__What the task requires__
In the article on Easy2, which firm provided Bukovnik's initial funding?

━━━━━ Document text ━━━━━

Three years ago, Easy2 Technologies was known as Easy2.com.
Founded by John Bukovnik as an Internet business-to-consumer site, the venture was geared toward providing to consumers Flash-based multimedia presentations that illustrated everything from how to install a ceiling fan to how to correctly perform a golf swing.
“The concept we came up with was a family of Web sites all under the umbrella name of Easy2,” says Bukovnik in his company’s small office near the campus of Case Western Reserve University.
The overhead lights are off to reduce the eye strain that comes from staring at a computer monitor for long hours, and the view through the fourth floor window reveals a nasty late spring storm that’s dumping snow on Cleveland at a rapid pace.
“We had about 100 different Easy2 domains,” he says. “The Easy2 site would have been the main portal, with each of the niche sites being a community-type site where we would offer the most impactful multimedia instruction available on the Web.”
The revenue streams were supposed to come from advertising and sponsorship of content.
“We put together a business plan and received funding a little over two years ago to pursue this business plan and set out doing our first site, which was the home improvement module in January of 2000,” Bukovnik recalls. “We built up a library of almost 100 home improvement tutorials covering everything from hanging drywall to installing a ceiling fan.”
The content was well on its way, but the once-sunny Internet skies had started to cloud. By March 2000, the storm arrived in full fury.
“In the spring of 2000, the Internet bubble started to burst in a number of respects,” says Bukovnik. “The marketplace was too full of sites that needed advertising and sponsorship revenues to survive. The venture capital dollars for business models pursuing a B2C strategy began to dry up.”
It was a story seen across the fledgling industry.
“The primary roadblocks were we couldn’t get our revenue streams to materialize,” he says. “Without the VC dollars, we couldn’t devote nearly enough marketing dollars to get people to the site. So we had a library of 100 home improvement tutorials, minimal traffic coming to our Web site, and a VC market that wanted nothing to do with B2C companies that were primarily requiring ad revenues and sponsorships to survive.”
Things appeared bleak.
Bukovnik had quit his job as director of interactive media for a major advertising agency. He spent seven months of full-time work researching and developing the concept. He went through a rigorous six-week process of presentations and interviews to land his initial funding from Capital One Partners.
And now, just as he was getting started, the entire market was crumbling around him. Internet companies were failing at an alarming rate. Investors panicked and fled the market.
“I knew there was an opportunity here, and I was very passionate about it,” he says. “The Internet bust was extremely frustrating. I still felt users wanted the information and that there was a market need for it, but a business couldn’t survive on ad revenues.”
Easy2 was on the verge of being consumed by the storm.
“It wasn’t just me anymore,” says Bukovnik. “I had employees, advisers and investors. We had to be intelligent and logical and work quickly because the original investment money was dwindling and we needed to generate revenue.”
The situation was a difficult one for any business owner who put in the sweat equity to get a venture off the ground and didn’t want to see it simply fall apart.
“My original baby needed (to be ) overhauled,” he recalls. “My primary goal was to create a successful business, and the original concept didn’t work. The questions you ask yourself at that point are, ‘What do I do?’ and ‘What do I have to change?'”

━━━━━ Information provided ━━━━━

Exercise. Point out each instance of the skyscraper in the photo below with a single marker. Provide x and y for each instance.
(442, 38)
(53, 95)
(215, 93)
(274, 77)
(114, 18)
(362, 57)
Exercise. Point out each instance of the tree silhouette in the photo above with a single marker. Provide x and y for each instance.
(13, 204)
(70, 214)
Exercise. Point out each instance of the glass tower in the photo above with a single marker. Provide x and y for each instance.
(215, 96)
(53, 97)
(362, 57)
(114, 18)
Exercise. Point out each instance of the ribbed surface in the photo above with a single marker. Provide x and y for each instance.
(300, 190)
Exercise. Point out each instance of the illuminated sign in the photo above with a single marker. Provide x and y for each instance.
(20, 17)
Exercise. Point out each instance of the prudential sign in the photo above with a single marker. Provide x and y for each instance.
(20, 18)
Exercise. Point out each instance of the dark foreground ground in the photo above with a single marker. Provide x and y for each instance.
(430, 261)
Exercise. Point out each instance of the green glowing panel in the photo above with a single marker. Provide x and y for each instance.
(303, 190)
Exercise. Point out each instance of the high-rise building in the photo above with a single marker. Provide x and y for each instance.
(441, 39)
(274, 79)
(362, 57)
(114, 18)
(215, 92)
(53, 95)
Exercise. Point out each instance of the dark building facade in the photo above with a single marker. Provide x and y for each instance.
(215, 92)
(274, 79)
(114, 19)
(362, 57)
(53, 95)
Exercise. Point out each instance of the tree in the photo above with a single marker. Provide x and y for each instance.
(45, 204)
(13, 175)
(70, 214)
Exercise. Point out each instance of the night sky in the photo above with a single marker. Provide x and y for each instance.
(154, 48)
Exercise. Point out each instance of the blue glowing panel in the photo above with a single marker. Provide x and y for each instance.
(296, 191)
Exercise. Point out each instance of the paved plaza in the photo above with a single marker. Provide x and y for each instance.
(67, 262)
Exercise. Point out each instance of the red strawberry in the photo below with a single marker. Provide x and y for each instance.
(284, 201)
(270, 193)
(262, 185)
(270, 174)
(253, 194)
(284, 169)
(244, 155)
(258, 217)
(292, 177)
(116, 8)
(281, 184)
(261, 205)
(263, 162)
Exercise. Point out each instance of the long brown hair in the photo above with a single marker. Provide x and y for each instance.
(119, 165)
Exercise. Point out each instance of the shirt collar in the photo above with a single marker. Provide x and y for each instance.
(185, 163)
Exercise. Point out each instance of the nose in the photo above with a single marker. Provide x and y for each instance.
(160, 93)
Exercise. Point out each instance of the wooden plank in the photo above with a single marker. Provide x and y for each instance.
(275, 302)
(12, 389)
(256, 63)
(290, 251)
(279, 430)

━━━━━

__Worked answer__
Capital One Partners